Challenge » Rewrite the records below, swapping "even-odd" for "nonzero" and leaving everything else untouched.

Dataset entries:
┄┄┄┄┄┄

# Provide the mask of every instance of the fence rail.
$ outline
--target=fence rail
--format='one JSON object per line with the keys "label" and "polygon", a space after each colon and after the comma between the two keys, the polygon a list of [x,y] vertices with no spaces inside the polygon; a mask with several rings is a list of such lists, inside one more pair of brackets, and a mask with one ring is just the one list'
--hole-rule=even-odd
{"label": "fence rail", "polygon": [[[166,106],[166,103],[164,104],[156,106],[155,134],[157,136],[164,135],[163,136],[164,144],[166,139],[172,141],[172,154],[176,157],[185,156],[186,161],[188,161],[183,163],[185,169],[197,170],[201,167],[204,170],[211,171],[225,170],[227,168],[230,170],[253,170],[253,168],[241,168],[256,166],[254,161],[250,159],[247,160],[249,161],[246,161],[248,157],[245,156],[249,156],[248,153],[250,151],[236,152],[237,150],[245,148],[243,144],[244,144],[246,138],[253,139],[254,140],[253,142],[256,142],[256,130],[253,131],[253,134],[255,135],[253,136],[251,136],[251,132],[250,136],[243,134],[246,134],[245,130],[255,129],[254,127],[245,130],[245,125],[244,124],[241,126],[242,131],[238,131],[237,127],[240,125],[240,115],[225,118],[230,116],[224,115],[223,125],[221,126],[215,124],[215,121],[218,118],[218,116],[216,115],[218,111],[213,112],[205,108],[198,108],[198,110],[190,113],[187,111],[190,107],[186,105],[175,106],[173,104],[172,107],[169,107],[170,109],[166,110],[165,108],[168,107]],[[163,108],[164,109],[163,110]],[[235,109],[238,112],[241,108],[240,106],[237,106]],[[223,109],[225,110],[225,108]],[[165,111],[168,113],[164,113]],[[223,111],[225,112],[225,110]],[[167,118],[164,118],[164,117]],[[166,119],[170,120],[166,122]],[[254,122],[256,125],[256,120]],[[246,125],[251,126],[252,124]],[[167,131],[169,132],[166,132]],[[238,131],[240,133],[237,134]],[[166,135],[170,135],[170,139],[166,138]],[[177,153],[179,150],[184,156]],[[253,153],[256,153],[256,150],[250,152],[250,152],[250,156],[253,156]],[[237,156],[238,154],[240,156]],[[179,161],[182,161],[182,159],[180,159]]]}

┄┄┄┄┄┄

Expected output »
# Provide the mask of every instance of the fence rail.
$ outline
--target=fence rail
--format='one JSON object per line with the keys "label" and "polygon", a space after each colon and after the comma between the two keys, the polygon a list of [x,y] vertices with no spaces inside the polygon; a mask with several rings is a list of such lists, inside one more pair of brackets, and a mask with one ring is just the one list'
--hole-rule=nonzero
{"label": "fence rail", "polygon": [[[166,106],[166,103],[164,104],[156,106],[155,134],[157,136],[164,135],[163,136],[164,144],[166,139],[172,141],[172,154],[176,157],[185,156],[186,161],[188,161],[183,163],[185,169],[197,170],[201,167],[204,170],[211,171],[225,170],[227,168],[230,170],[253,170],[253,168],[241,168],[256,166],[254,161],[250,159],[247,160],[249,161],[246,161],[248,157],[245,156],[249,156],[248,153],[250,151],[236,152],[237,150],[245,148],[243,144],[244,144],[246,138],[253,139],[254,140],[253,142],[256,142],[256,130],[253,131],[253,134],[255,135],[253,136],[251,136],[251,132],[250,136],[243,134],[246,134],[245,130],[255,129],[254,127],[245,130],[245,125],[244,124],[241,126],[242,131],[238,131],[237,127],[240,125],[240,115],[225,118],[230,116],[224,115],[223,125],[221,126],[215,124],[215,121],[218,118],[218,116],[216,115],[218,111],[213,112],[205,108],[198,108],[198,110],[190,113],[187,111],[190,107],[186,105],[175,106],[173,104],[172,107],[169,107],[170,109],[166,110],[165,108],[168,107]],[[163,108],[164,109],[163,110]],[[235,109],[238,112],[241,108],[240,106],[237,106]],[[223,109],[225,110],[225,108]],[[165,111],[168,113],[164,113]],[[223,111],[225,112],[225,110]],[[167,118],[164,118],[164,117]],[[166,119],[170,120],[166,122]],[[254,122],[256,125],[256,120]],[[246,125],[251,126],[252,124]],[[167,131],[169,132],[166,132]],[[238,131],[240,133],[237,134]],[[166,135],[170,135],[170,139],[166,138]],[[177,153],[179,150],[184,156]],[[253,153],[256,153],[256,150],[250,152],[250,152],[250,156],[253,156]],[[237,156],[238,154],[240,156]],[[179,161],[182,161],[182,159],[180,159]]]}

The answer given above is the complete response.